Extrait fourni:
▶

L’inévitable banalité de l’extraordinaire

De quoi sommes-nous contemporains ? Depuis près d’un an, nous vivons au rythme d’une pandémie qui nous a rendus en masse contemporains d’une menace sanitaire réputée homogène. Or, ce n’est pas le propre de la maladie d’être contemporaine et homogène, c’est tout le contraire en général. La maladie frappe au hasard, si l’on peut dire, sans se préoccuper de son entrée en scène. Tel fait aujourd’hui un infarctus du myocarde, tel autre une dissection aortique, un troisième un accident vasculaire, un quatrième une septicémie à colibacille ou une méningite, celle-là un cancer du sein ou du pancréas, ainsi de suite… Une multitude de cas différents, certes datables dans leur apparition mais qui ne créent aucune actualité de la maladie, prise au sens large.

Comme médecin, c’est la seule vérité que j’ai connue, parfois avec amertume et peine tout au long de ma vie professionnelle : la très grande variabilité des maladies, de leur annonce, de leur évolution et de leur gravité. Plus encore : comme cardiologue, j’ai connu l’extrême inactualité de la maladie (c’est hélas toujours le cas de nos jours) : la mort subite ! La mort subite survient (tout est dit dans le nom) en dehors de toute temporalité « logique », de toute attente, de toute prévision. Elle résume à elle seule la désarmante vulnérabilité de la vie humaine. Elle prend en défaut tous nos instruments statistiques et reste pour l’heure l’objection la plus radicale à l’intelligence artificielle et aux big data.

◀

Consigne 1:
Recopiez le passage de l’extrait qui va de « L’inévitable banalité de » à « au sens large. » en remplaçant « pandémie » par « épidémie ».
Consigne 2:
Énumérez les maladies que l’extrait cite en exemple dans la phrase commençant par « Tel fait aujourd’hui ».
Le matériel ci-dessous est indépendant de l’extrait.

[Entrées de la collection]
▶

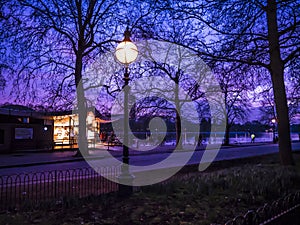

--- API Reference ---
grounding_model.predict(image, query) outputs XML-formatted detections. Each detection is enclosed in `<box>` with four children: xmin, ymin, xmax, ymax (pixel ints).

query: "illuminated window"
<box><xmin>0</xmin><ymin>129</ymin><xmax>4</xmax><ymax>144</ymax></box>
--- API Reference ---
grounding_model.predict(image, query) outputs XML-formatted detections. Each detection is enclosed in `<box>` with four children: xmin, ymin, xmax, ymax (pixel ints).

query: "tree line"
<box><xmin>0</xmin><ymin>0</ymin><xmax>300</xmax><ymax>165</ymax></box>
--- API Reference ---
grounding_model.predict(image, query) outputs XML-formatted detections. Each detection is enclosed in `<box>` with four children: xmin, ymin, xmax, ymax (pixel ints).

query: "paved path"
<box><xmin>0</xmin><ymin>142</ymin><xmax>300</xmax><ymax>169</ymax></box>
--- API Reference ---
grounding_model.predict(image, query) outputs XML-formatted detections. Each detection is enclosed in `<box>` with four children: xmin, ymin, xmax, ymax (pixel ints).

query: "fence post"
<box><xmin>54</xmin><ymin>170</ymin><xmax>57</xmax><ymax>199</ymax></box>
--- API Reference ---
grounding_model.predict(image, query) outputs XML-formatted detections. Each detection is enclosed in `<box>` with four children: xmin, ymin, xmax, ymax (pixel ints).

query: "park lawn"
<box><xmin>0</xmin><ymin>154</ymin><xmax>300</xmax><ymax>225</ymax></box>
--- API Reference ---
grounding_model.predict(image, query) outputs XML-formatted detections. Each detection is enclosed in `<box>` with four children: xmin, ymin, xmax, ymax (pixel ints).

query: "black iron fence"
<box><xmin>0</xmin><ymin>167</ymin><xmax>121</xmax><ymax>209</ymax></box>
<box><xmin>225</xmin><ymin>191</ymin><xmax>300</xmax><ymax>225</ymax></box>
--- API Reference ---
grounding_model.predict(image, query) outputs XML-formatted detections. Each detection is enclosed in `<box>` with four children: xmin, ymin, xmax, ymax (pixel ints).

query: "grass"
<box><xmin>0</xmin><ymin>154</ymin><xmax>300</xmax><ymax>225</ymax></box>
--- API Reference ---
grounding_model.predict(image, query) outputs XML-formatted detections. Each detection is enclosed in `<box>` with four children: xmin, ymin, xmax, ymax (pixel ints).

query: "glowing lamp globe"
<box><xmin>115</xmin><ymin>29</ymin><xmax>138</xmax><ymax>65</ymax></box>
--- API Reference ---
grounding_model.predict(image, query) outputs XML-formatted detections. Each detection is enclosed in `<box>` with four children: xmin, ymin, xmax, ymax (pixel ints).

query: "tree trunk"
<box><xmin>175</xmin><ymin>79</ymin><xmax>182</xmax><ymax>149</ymax></box>
<box><xmin>267</xmin><ymin>0</ymin><xmax>294</xmax><ymax>165</ymax></box>
<box><xmin>75</xmin><ymin>50</ymin><xmax>88</xmax><ymax>156</ymax></box>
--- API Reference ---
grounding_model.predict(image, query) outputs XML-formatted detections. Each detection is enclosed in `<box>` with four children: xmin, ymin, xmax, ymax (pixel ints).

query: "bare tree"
<box><xmin>2</xmin><ymin>0</ymin><xmax>120</xmax><ymax>153</ymax></box>
<box><xmin>214</xmin><ymin>63</ymin><xmax>253</xmax><ymax>145</ymax></box>
<box><xmin>174</xmin><ymin>0</ymin><xmax>300</xmax><ymax>165</ymax></box>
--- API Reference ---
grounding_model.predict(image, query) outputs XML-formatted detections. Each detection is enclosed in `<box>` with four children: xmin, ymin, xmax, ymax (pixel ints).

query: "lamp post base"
<box><xmin>117</xmin><ymin>164</ymin><xmax>135</xmax><ymax>197</ymax></box>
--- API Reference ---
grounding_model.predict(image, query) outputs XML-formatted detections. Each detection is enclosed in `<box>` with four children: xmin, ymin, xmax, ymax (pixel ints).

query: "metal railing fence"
<box><xmin>0</xmin><ymin>167</ymin><xmax>121</xmax><ymax>209</ymax></box>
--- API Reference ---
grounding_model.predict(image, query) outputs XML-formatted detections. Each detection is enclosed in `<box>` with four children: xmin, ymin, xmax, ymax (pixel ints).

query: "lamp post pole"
<box><xmin>115</xmin><ymin>27</ymin><xmax>138</xmax><ymax>196</ymax></box>
<box><xmin>123</xmin><ymin>66</ymin><xmax>130</xmax><ymax>166</ymax></box>
<box><xmin>272</xmin><ymin>119</ymin><xmax>277</xmax><ymax>143</ymax></box>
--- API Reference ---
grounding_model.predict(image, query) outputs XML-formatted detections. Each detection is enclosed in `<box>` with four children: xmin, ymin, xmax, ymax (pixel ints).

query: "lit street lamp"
<box><xmin>115</xmin><ymin>27</ymin><xmax>138</xmax><ymax>195</ymax></box>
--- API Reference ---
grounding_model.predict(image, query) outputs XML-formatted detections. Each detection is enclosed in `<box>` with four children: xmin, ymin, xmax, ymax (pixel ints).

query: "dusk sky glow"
<box><xmin>0</xmin><ymin>0</ymin><xmax>299</xmax><ymax>125</ymax></box>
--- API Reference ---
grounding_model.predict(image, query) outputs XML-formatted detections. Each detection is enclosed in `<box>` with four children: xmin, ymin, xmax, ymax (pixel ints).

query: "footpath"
<box><xmin>0</xmin><ymin>143</ymin><xmax>271</xmax><ymax>169</ymax></box>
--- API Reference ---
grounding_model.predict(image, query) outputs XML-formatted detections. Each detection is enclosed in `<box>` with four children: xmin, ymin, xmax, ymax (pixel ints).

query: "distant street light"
<box><xmin>271</xmin><ymin>118</ymin><xmax>277</xmax><ymax>143</ymax></box>
<box><xmin>115</xmin><ymin>27</ymin><xmax>138</xmax><ymax>195</ymax></box>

◀

Solution 1:
L’inévitable banalité de l’extraordinaire

De quoi sommes-nous contemporains ? Depuis près d’un an, nous vivons au rythme d’une épidémie qui nous a rendus en masse contemporains d’une menace sanitaire réputée homogène. Or, ce n’est pas le propre de la maladie d’être contemporaine et homogène, c’est tout le contraire en général. La maladie frappe au hasard, si l’on peut dire, sans se préoccuper de son entrée en scène. Tel fait aujourd’hui un infarctus du myocarde, tel autre une dissection aortique, un troisième un accident vasculaire, un quatrième une septicémie à colibacille ou une méningite, celle-là un cancer du sein ou du pancréas, ainsi de suite… Une multitude de cas différents, certes datables dans leur apparition mais qui ne créent aucune actualité de la maladie, prise au sens large.

Solution 2:
Infarctus du myocarde, dissection aortique, accident vasculaire, septicémie à colibacille, méningite, cancer du sein, cancer du pancréas.